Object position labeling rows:

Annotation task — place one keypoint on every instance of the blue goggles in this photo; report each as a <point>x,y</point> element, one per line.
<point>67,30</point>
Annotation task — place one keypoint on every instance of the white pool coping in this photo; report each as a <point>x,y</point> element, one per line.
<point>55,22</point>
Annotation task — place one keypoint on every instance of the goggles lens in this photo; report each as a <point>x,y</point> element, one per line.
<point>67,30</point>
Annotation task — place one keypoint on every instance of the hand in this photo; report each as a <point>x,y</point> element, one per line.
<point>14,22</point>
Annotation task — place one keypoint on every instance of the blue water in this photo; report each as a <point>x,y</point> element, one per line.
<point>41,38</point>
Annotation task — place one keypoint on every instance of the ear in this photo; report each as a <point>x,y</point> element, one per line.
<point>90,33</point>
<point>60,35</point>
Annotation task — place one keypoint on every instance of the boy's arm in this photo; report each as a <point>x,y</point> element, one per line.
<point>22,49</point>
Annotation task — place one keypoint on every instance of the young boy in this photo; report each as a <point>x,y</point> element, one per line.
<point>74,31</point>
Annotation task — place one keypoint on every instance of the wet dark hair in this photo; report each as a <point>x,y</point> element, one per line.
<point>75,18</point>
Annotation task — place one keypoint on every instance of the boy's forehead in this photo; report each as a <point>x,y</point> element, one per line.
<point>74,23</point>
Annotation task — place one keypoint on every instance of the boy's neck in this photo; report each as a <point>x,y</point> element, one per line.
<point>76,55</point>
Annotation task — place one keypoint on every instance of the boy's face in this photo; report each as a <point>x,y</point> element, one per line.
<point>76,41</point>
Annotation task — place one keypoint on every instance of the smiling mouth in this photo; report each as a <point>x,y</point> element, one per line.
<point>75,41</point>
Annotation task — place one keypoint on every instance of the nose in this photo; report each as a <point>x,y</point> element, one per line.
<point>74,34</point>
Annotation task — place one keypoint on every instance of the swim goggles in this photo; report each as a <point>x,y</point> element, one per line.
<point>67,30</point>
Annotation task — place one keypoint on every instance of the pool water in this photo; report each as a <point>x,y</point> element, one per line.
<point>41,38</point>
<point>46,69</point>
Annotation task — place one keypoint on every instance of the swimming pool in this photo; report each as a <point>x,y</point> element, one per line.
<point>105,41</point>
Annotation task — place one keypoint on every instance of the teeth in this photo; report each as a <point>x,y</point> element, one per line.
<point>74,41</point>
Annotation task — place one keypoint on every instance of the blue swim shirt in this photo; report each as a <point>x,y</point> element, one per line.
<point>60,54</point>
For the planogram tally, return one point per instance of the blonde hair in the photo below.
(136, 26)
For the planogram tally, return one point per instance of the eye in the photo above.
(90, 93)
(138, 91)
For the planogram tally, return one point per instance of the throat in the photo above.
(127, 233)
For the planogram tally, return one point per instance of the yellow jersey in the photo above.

EXERCISE BRIEF:
Reproduce all the rows, swapping "keypoint" for "marker" wherever it occurs and leaving every other character as it is.

OUTPUT BELOW:
Annotation task — place one marker on every instance of the blue goggles in this photo; report each as a <point>x,y</point> element, one per line.
<point>67,30</point>
Annotation task — place one marker on every instance of the white pool coping in this photo; report each as a <point>x,y</point> element, one per line.
<point>55,22</point>
Annotation task — place one marker on every instance of the goggles lens in this photo; report each as a <point>x,y</point> element, one per line.
<point>67,30</point>
Annotation task — place one marker on every instance of the hand in this photo; report each as a <point>x,y</point> element, one per line.
<point>14,22</point>
Annotation task — place one marker on every instance of the blue water in this photo; report each as a <point>x,y</point> element, one per line.
<point>41,38</point>
Annotation task — place one marker on every instance of the ear in this photo; report each as a <point>x,y</point> element, one per line.
<point>90,33</point>
<point>60,35</point>
Annotation task — place one marker on every instance of the boy's arm in this photo; report each as a <point>x,y</point> element, one per line.
<point>22,49</point>
Annotation task — place one marker on every instance of the young boy in this photo; report each as a <point>x,y</point> element, one per line.
<point>74,31</point>
Annotation task — place one marker on every instance of the wet dark hair in this photo; report each as a <point>x,y</point> element, one per line.
<point>75,18</point>
Annotation task — place one marker on every instance of the boy's forehead in this photo; report each as a <point>x,y</point> element, one per line.
<point>74,23</point>
Annotation task — place one marker on every instance of the boy's neck in this photo; report each as a <point>x,y</point> element, one per line.
<point>76,55</point>
Annotation task — place one marker on every instance of the boy's face in this photo; report each as a <point>x,y</point> element, one per line.
<point>76,41</point>
Annotation task — place one marker on every instance of the smiling mouth in this photo; report each as a <point>x,y</point> element, one per line.
<point>75,41</point>
Annotation task — place one marker on every instance of the nose in this photo; report each as a <point>x,y</point> element, one per line.
<point>74,34</point>
Annotation task — place one marker on every instance of the swim goggles in this photo; report each as a <point>x,y</point> element, one per line.
<point>67,30</point>
Annotation task — place one marker on every instance of the pool water in this photo; report each as a <point>x,y</point> element, one per line.
<point>41,38</point>
<point>46,69</point>
Annotation task — place one marker on every instance of the swimming pool in this photo; report each as a <point>x,y</point> element, one per line.
<point>105,41</point>
Annotation task — place one marker on every instance of the teeth in this photo; report each as a <point>x,y</point> element, one per line.
<point>74,41</point>
Annotation task — place one marker on every instance of the blue swim shirt in this photo; report each as a <point>x,y</point> element, one per line.
<point>60,54</point>
For the planogram tally, return one point per instance of the blonde hair in the photo below.
(136, 26)
For the planogram tally, return one point per instance of the eye in the photo above.
(90, 93)
(138, 91)
For the planogram tally, return one point per instance of the throat in the photo above.
(127, 233)
For the planogram tally, return one point per instance of the yellow jersey in the photo above.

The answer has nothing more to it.